(What is being asked)
Could you carry on the passage about the coffee and exfoliation glaucoma study, picking up after its final bullet point?

Based out of Brigham and Women’s Hospital in Boston, the researchers followed 78,977 women and 41,202 men, all initially without glaucoma who’d had eye examinations from the 1980s until 2008. They asked them all about their coffee (and other caffeine) habits, then compared them to their medical records if they reported a history of glaucoma, looking specifically for diagnoses of exfoliation glaucoma. They also counted diagnoses of “exfoliative glaucoma suspect.” That included patients who had high pressures in their eyes, changes in their optic nerve, and/or visual field problems. They pooled the data from the cohorts via meta-analysis.
- People who drank three or more cups of coffee every day were significantly more likely to have exfoliation glaucoma.
- Drinking a lot of coffee is associated with increased risk of developing exfoliation glaucoma, and thereby a risk of impaired vision and blindness.

(Dataset content)
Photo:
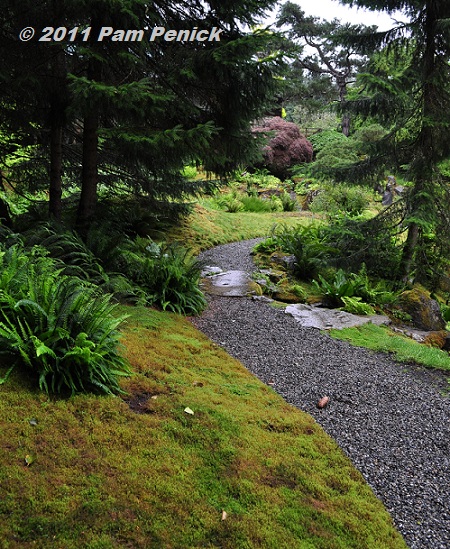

(Response box)
Get screened for glaucoma regularly, even if you’ve never had any coffee ever. There were 44.8 million people with open-angle glaucoma in the world in 2010, and by 2020 there will be 58.6 million. We can’t jump to saying this glaucoma-coffee association is definitely causal and that no one should drink coffee. I’m actually drinking some very bad coffee right now. If, for the time, though, these findings promote glaucoma awareness and continued research on the tremendous amounts of coffee and caffeine we drink/eat/rub all over our bodies, it’s useful and good.